→ Required tasks:
1) For each statement, state whether the memoir excerpt supports it, answering yes or no and quoting the deciding words. (a) The father arrived at Heathrow in 1965. (b) The father worked at a textile mill. (c) The father returned to the supervisor's home several times.
2) Answer these questions from the memoir excerpt.
(a) Which year does the narrator name when replying to the father?
(b) On what street did the family befriend other Indians?
(c) Whom did the father marry a few years after the dinner?

→ Text shown:
═══

My father says I should use a pseudonym. “They won’t publish you if they see your name. They’ll know you’re not one of them. They’ll know you’re one of us.” This has never occurred to me, at least not in a serious way. “No publisher in America’s going to reject my poems because I have a foreign name,” I reply. “Not in 2002.” I argue, “These are educated people. My name won’t be any impediment.” Yet in spite of my faith in the egalitarian attitude of editors and the anonymity of book contests, I understand my father’s angle on the issue.

With his beard shaved and his hair shorn, his turban undone and left behind in Bolina Doaba, Punjab—the town whose name we take as our own—he lands at Heathrow in 1965, a brown boy of 18 become a Londoner. His circumstance then must seem at once exhilarating and also like drifting in a lifeboat: necessary, interminable. I imagine the English of the era sporting an especially muted and disdainful brand of racism toward my alien father, his brother and sister-in-law, toward his brother-in-law and sister, his nieces and nephews, and the other Indians they befriend on Nadine Street, Charlton, just east of Greenwich. The sense of exclusion arrives over every channel, dull and constant.

At least one realtor, a couple of bankers, and a few foremen must have a different attitude. One white supervisor at the industrial bakery my father labors in invites him home for dinner. The Brit wants to offer an introduction to his single daughters. He knows my father’s a hard worker, a trait so commonly attributed to the immigrant it seems sometimes a nationality unto itself, and maybe the quietude of the nonnative speaker appeals to the man’s sense of civility. As a result he finds my father humble, upstanding, his complexion a light beach sand indicative of a vigor exceeding that of the pale English suitors who come calling. In my imagination, my father’s embarrassed and placid demeanor, his awkward formality in that setting, is charming to the bashful, giggly daughters, and this impresses the supervisor even further. But nothing much comes of that evening. My father never visits again. He marries my mother, another Sikh Punjabi also, a few years later, but that event is evidence that one Englishman considered my father the man, not my father the “paki.”

═══

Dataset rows
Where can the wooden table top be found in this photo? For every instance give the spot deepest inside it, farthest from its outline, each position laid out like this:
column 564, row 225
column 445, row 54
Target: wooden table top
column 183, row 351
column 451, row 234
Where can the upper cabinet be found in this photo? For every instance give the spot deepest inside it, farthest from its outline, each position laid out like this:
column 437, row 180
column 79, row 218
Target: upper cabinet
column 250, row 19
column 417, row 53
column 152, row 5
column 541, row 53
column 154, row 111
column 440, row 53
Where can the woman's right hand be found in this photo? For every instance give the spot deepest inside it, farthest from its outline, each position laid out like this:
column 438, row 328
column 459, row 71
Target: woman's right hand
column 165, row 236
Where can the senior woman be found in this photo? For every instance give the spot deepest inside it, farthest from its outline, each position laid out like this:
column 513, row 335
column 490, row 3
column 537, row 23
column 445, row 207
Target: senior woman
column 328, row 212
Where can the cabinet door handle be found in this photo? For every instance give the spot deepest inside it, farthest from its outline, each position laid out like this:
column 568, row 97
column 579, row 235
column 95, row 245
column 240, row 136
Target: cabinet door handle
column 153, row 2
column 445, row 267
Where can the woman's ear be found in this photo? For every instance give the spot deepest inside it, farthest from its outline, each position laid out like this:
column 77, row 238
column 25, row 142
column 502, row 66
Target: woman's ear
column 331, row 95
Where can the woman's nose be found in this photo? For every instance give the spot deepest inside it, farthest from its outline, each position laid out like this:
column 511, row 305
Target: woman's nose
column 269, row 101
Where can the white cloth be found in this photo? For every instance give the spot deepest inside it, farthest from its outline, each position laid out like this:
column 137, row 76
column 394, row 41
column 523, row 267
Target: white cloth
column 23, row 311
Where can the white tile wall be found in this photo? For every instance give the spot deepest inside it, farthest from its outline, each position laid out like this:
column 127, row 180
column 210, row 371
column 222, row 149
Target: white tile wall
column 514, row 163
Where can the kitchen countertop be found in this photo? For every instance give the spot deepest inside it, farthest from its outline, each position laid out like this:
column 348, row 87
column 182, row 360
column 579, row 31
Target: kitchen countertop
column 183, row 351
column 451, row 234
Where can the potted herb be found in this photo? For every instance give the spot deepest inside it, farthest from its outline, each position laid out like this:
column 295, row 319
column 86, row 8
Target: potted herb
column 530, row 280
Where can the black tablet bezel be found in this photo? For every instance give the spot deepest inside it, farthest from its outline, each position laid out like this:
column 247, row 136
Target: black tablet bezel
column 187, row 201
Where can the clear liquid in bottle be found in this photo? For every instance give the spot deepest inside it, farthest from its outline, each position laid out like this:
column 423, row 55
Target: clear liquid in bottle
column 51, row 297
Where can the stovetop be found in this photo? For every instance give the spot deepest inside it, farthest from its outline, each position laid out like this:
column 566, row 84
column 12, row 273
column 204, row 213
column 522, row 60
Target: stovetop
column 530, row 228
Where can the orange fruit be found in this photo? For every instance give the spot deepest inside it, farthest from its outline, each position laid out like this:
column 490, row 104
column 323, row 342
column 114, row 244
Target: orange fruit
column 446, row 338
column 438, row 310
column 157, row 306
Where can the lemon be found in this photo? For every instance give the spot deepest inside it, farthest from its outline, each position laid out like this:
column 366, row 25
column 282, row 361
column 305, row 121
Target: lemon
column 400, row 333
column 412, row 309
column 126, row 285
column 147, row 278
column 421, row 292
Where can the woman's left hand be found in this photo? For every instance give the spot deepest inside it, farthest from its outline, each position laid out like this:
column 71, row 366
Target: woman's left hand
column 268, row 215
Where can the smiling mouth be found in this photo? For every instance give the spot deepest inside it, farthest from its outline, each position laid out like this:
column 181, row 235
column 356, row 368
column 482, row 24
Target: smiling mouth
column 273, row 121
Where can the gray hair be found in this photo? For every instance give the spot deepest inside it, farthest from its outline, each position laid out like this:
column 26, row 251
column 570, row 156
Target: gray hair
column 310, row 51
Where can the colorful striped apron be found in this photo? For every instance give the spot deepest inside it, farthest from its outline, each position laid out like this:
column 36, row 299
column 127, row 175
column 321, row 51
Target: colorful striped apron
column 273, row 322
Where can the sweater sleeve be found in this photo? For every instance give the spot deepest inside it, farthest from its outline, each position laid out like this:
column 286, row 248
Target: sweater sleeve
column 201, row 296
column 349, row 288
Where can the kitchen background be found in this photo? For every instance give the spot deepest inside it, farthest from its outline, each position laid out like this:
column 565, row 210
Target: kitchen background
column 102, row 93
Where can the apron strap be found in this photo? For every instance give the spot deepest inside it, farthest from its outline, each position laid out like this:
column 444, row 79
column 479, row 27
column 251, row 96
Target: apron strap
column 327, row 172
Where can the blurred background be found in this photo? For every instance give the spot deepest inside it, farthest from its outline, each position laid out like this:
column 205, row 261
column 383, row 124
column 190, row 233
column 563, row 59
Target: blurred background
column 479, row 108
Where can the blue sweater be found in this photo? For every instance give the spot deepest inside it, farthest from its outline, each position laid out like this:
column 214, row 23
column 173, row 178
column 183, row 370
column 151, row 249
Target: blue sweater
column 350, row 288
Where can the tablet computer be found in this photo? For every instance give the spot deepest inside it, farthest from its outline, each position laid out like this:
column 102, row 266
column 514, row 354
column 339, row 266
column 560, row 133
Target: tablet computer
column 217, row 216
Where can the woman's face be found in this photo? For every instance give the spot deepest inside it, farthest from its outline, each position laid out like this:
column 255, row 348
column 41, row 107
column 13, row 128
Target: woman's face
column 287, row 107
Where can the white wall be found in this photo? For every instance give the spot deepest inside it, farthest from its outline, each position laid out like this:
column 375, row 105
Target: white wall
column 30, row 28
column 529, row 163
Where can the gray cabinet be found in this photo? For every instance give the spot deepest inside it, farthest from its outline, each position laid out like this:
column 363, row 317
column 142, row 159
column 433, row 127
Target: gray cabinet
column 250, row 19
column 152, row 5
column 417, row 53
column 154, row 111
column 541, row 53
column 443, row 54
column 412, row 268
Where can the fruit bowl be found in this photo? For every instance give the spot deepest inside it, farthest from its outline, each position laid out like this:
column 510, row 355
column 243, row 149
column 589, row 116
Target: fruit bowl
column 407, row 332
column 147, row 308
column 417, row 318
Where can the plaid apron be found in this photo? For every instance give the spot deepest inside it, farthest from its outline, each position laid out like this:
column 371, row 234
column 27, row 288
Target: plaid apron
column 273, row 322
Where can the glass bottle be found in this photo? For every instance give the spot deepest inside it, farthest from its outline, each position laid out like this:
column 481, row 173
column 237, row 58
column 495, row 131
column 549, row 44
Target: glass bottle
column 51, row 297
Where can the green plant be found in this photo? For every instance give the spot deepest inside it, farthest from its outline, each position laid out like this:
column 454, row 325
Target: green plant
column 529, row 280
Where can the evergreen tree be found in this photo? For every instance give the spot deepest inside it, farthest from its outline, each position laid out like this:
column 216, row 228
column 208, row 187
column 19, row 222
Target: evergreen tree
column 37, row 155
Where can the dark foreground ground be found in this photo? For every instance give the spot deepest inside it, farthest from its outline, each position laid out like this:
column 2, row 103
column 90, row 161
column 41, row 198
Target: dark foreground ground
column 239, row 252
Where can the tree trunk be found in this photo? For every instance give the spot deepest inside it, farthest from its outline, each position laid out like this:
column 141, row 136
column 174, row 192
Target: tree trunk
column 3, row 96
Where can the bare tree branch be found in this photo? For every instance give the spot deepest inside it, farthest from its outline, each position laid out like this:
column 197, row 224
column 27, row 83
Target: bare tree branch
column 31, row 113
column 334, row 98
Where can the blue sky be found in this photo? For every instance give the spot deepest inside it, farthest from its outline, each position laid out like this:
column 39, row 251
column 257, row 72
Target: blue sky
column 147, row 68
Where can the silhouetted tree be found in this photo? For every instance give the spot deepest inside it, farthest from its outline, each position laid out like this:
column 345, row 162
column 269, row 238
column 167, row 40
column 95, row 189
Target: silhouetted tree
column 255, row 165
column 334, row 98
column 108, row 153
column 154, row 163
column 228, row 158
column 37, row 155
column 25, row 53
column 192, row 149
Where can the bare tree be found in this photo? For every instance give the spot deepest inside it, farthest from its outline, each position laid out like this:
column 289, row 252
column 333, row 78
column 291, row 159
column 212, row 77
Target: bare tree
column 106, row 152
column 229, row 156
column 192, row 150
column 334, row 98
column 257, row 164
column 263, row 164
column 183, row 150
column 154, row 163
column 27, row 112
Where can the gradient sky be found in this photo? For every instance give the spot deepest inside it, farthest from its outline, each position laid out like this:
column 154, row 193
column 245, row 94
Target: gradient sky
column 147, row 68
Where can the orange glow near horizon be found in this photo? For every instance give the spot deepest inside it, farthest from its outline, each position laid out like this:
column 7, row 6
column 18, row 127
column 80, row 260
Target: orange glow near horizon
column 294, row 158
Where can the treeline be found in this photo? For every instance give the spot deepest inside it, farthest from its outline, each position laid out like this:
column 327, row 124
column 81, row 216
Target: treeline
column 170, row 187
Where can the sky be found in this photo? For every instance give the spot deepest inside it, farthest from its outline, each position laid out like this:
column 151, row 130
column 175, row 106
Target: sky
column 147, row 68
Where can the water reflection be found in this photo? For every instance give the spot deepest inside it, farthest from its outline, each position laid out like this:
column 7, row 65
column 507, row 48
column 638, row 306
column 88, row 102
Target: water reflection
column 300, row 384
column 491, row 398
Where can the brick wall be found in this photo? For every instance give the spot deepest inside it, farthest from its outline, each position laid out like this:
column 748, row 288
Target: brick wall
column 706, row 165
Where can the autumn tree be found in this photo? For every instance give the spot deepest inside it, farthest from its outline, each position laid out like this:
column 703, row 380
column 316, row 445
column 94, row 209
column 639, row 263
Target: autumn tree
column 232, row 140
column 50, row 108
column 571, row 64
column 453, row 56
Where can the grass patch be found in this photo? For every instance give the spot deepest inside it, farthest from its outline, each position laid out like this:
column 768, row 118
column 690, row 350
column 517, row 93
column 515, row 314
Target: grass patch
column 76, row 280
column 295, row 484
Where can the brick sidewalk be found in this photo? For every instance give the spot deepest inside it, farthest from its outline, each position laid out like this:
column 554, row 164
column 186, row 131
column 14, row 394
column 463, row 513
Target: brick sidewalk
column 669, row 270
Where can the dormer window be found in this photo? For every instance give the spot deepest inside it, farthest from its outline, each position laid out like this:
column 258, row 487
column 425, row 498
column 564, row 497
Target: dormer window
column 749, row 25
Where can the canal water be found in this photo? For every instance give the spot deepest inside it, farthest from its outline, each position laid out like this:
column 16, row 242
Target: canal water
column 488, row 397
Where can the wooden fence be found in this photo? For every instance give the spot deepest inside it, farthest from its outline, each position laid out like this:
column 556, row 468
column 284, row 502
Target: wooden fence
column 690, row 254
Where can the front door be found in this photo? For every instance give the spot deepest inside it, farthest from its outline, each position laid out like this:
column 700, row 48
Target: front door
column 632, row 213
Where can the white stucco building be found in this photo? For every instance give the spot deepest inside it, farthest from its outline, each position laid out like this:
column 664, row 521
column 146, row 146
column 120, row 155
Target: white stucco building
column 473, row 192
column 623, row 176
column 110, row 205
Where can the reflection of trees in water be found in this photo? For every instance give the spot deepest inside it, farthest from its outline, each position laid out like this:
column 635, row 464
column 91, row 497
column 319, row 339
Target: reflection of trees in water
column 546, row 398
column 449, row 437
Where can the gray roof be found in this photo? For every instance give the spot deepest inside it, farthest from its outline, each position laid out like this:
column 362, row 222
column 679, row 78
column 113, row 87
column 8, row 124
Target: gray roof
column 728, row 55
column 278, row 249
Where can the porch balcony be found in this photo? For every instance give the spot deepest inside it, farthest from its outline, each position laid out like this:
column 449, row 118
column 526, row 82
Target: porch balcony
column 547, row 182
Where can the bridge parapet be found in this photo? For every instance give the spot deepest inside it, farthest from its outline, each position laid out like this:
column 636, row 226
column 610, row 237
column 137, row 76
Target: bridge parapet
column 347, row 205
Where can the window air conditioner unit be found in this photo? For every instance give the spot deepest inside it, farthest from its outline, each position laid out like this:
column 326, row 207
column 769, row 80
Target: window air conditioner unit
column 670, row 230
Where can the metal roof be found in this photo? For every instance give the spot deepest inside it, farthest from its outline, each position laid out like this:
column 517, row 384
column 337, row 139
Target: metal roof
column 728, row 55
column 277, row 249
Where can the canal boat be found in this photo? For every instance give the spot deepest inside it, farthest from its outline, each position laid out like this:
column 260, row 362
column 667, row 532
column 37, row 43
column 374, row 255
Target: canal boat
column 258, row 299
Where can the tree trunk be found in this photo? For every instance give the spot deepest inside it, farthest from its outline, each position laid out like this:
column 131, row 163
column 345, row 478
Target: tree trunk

═══

→ Responses in order:
1)
(a) Yes: "he lands at Heathrow in 1965"
(b) No: "the industrial bakery my father labors in"
(c) No: "My father never visits again."

2)
(a) 2002
(b) Nadine Street, Charlton
(c) The narrator's mother, another Sikh Punjabi